▸ **Work item A**: In the Sumner Tunnel passage, retype the words from "This typical congestion" to "rapid transit facilities." without any changes.
▸ **Work item B**: According to the Sumner Tunnel passage, which two areas did the tunnel serve as the only direct car route between?
▸ **Work item C**: Recast the paragraph of the Sumner Tunnel passage that begins "In modern terms, the commission proposed" as a list of the proposed expansions.

▸ **Quoted passage**:
--*--

Entrance to Sumner Tunnel in the mid-1940s

North End tunnel entrance all clogged up. See it larger.

After World War II, the East Boston Traffic Tunnel, also known as the Sumner Tunnel, was often gridlocked - being the only direct car route between Boston Proper and East Boston. The photo is from a 1947 report by a rapid-transit commission established by the state legislature, and has this caption:

This typical congestion will undoubtedly increase with the accelerated postwar production of automobiles. To attempt to route additional public transport vehicles through this tunnel would further add to the problem. Much of the congestion can be relieved by an extended and improved rapid transit system. Good public transportation would result in many of these cars remaining in their garages as the owners would undoubtedly make use of the improved rapid transit facilities.

In modern terms, the commission proposed a series of expansions that included an Orange Line running from Dedham to Reading, via Readville, a Red Line from Braintree to Lexington, a new Green Line branch to Needham via Riverside and an extension from Lechmere to Woburn and a Blue Line between Bowdoin and Lynn (the Globe's Emily Sweeney has posted a map of the proposed expanded system and wrote about what happened to the plan).

--*--

▸ **Given entries**:

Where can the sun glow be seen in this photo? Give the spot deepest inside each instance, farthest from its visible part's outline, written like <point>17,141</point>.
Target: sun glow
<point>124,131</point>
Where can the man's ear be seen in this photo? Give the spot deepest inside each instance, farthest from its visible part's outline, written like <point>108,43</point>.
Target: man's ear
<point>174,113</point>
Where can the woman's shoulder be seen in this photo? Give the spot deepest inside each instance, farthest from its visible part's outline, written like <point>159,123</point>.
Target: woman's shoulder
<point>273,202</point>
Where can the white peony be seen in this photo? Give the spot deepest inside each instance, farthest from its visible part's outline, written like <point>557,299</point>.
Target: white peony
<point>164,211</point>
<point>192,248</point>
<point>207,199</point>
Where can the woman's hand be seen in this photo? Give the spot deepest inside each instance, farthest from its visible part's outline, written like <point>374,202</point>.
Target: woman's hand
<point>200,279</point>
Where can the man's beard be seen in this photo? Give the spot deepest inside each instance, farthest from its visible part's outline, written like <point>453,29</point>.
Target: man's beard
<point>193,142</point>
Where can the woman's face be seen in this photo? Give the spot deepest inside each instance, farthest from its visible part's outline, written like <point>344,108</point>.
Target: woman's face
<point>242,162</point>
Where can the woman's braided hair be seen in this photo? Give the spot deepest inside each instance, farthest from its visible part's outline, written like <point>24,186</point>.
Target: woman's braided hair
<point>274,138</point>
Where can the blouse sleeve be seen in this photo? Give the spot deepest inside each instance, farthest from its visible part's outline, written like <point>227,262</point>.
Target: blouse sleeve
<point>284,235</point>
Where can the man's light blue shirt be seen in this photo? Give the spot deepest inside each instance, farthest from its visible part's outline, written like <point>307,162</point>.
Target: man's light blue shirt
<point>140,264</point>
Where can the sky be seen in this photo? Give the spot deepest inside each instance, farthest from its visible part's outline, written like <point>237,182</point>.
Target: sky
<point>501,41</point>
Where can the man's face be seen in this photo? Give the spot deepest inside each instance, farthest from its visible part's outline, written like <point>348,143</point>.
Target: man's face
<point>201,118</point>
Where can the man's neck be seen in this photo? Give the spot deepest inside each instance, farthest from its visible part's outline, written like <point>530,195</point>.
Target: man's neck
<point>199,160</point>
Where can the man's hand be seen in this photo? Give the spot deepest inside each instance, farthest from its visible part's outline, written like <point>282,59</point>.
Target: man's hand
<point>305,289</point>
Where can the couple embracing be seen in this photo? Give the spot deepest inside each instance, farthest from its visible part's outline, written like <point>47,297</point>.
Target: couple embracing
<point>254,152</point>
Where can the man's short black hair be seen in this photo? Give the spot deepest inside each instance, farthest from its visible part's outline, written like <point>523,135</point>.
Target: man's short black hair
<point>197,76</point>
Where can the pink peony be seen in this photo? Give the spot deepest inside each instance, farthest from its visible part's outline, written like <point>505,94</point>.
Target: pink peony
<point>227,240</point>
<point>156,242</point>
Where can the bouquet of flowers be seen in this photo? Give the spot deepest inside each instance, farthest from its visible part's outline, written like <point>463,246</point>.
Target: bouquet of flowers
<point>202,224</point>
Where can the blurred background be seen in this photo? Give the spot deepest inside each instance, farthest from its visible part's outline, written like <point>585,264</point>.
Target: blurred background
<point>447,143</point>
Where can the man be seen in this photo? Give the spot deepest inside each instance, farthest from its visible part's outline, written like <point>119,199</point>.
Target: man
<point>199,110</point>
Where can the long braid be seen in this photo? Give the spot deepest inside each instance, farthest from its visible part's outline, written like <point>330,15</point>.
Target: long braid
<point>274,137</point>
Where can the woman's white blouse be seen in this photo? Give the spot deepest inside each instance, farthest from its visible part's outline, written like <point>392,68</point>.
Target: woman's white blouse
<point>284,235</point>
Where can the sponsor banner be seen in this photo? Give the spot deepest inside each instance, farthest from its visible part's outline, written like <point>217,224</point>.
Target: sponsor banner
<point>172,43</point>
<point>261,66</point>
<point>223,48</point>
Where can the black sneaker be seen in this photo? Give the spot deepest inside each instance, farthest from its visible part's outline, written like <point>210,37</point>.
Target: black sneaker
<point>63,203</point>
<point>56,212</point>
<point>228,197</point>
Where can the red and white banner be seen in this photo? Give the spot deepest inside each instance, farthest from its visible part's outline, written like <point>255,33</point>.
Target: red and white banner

--*--

▸ **Worked solution A**:
This typical congestion will undoubtedly increase with the accelerated postwar production of automobiles. To attempt to route additional public transport vehicles through this tunnel would further add to the problem. Much of the congestion can be relieved by an extended and improved rapid transit system. Good public transportation would result in many of these cars remaining in their garages as the owners would undoubtedly make use of the improved rapid transit facilities.

▸ **Worked solution B**: Boston Proper and East Boston.

▸ **Worked solution C**:
- Orange Line: from Dedham to Reading, via Readville
- Red Line: from Braintree to Lexington
- Green Line: a new branch to Needham via Riverside, and an extension from Lechmere to Woburn
- Blue Line: between Bowdoin and Lynn